Where the string "water" occurs in a line of the data below, that line should be copied.

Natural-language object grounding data
"""

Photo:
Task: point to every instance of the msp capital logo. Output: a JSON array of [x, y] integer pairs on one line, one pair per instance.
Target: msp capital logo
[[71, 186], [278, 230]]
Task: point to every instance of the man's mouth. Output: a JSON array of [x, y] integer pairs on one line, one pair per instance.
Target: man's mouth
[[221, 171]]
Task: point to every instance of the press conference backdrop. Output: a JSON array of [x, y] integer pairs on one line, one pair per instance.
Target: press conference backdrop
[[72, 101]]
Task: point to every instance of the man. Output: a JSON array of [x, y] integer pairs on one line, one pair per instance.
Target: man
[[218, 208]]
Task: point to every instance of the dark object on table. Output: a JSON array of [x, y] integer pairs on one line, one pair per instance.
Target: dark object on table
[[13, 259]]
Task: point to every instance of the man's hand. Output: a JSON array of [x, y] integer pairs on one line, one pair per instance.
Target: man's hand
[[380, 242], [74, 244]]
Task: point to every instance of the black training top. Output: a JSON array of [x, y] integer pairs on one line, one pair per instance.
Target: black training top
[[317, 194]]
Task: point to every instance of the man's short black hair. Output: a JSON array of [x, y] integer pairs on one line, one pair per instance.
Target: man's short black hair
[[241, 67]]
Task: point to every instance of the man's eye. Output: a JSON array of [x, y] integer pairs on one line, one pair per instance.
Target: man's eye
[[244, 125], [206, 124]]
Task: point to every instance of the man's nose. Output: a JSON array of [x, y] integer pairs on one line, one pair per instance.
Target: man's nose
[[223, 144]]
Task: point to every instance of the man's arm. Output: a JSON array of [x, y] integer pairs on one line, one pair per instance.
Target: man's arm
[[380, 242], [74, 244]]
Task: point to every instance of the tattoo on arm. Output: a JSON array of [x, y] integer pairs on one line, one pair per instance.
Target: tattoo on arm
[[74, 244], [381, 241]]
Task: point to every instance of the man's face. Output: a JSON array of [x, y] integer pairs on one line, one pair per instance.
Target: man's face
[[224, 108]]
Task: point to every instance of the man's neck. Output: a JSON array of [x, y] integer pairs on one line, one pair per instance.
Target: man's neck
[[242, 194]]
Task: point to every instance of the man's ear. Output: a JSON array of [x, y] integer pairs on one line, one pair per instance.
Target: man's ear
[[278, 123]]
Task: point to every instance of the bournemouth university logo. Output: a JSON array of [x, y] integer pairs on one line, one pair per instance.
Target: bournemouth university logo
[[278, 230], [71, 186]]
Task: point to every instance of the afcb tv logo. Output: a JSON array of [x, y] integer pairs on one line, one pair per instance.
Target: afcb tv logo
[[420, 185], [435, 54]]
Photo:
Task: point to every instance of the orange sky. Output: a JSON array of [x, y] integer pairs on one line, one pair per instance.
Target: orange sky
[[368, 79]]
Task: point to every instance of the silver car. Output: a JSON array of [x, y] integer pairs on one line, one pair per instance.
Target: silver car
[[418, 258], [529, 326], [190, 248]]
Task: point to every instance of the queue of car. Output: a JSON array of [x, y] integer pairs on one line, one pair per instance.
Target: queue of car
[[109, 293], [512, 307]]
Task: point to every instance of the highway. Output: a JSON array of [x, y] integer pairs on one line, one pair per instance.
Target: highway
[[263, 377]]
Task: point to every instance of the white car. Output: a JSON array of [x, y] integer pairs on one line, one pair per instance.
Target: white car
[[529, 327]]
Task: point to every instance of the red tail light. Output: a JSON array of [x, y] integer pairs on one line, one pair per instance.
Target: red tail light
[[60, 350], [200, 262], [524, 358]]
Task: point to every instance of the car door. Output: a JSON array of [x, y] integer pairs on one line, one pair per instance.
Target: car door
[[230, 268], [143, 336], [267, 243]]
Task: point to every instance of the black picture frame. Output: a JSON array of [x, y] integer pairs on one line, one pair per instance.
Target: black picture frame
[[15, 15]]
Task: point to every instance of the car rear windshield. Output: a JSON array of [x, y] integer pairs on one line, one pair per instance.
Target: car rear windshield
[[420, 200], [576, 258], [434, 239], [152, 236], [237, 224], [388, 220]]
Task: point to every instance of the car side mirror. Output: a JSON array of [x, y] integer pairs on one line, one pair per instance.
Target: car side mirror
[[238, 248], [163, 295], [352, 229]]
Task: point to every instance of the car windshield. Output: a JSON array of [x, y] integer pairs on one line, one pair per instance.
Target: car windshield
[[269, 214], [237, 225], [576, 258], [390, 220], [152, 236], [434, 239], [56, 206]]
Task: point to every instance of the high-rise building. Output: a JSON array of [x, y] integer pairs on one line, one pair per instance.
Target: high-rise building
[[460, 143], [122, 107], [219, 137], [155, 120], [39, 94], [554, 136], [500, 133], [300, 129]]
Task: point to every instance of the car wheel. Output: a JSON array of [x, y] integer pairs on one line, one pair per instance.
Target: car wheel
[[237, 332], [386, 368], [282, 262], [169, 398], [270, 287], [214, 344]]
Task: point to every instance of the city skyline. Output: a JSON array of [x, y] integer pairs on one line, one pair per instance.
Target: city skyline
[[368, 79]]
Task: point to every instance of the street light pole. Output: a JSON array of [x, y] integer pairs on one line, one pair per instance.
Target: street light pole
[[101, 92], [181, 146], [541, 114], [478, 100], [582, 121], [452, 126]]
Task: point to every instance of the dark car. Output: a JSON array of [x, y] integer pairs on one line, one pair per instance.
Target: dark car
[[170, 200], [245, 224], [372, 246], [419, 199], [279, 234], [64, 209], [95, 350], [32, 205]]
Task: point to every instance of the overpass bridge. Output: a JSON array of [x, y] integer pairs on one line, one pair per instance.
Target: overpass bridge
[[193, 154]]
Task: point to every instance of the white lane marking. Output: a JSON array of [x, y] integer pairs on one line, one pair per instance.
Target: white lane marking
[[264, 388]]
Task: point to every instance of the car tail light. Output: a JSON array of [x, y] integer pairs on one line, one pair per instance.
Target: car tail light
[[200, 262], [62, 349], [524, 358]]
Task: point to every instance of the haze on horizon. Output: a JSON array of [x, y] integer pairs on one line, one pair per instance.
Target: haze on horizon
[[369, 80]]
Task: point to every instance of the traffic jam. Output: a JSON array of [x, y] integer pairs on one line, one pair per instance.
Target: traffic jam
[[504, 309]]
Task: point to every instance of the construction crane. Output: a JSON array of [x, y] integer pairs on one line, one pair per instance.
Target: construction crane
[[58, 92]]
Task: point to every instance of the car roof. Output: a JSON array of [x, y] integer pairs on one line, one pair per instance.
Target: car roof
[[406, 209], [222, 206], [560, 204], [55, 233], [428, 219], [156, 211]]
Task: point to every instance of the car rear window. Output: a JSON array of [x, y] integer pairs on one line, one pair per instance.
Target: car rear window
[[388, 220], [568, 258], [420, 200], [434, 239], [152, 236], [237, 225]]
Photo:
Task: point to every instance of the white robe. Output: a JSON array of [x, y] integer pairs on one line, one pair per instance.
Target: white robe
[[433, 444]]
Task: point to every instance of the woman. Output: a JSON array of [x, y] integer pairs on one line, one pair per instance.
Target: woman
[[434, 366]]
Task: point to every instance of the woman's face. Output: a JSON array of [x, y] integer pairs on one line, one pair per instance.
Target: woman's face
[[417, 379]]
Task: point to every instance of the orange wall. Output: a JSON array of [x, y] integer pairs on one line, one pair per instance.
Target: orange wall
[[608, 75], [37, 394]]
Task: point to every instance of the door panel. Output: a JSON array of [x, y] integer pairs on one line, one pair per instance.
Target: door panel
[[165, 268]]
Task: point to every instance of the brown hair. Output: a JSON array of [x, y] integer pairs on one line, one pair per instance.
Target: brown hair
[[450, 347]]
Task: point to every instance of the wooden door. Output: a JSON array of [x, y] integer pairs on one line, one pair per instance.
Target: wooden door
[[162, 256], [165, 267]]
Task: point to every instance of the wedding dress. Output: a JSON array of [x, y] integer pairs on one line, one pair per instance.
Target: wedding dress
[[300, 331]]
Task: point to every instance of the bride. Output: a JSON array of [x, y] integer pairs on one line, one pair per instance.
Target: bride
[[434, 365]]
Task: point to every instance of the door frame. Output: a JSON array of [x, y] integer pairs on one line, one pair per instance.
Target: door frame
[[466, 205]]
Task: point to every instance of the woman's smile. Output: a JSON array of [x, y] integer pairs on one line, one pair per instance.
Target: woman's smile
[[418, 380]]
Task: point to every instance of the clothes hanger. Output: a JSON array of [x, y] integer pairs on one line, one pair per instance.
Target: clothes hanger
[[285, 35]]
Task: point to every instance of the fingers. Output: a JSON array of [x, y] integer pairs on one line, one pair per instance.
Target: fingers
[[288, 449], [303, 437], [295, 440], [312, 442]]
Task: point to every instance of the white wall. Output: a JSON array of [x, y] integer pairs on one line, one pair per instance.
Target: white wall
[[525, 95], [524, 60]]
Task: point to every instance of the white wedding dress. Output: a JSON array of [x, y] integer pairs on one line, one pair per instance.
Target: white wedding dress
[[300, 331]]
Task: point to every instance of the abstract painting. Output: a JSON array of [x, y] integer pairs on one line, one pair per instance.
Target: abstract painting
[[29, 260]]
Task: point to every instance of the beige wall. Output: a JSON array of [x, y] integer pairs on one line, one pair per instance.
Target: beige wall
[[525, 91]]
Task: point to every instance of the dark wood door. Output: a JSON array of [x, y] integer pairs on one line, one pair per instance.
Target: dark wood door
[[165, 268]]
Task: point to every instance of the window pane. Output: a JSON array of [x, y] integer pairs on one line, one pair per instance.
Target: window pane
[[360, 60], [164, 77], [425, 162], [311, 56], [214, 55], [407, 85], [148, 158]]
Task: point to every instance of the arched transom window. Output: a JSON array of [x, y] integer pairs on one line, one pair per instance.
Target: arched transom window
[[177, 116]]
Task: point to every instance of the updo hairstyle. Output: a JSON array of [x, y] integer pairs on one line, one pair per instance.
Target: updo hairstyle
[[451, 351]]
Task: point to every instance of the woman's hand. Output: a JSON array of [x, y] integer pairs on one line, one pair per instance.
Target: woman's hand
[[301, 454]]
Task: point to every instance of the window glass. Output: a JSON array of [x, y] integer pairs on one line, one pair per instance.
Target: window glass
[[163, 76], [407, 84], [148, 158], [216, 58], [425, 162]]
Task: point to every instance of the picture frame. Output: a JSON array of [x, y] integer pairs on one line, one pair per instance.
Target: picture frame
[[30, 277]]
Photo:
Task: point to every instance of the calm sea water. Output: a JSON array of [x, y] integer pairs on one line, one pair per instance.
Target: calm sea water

"""

▸ Answer box:
Task: point to every instance of the calm sea water. Output: a JSON array of [x, y] integer pairs on one line, one pair per instance.
Target: calm sea water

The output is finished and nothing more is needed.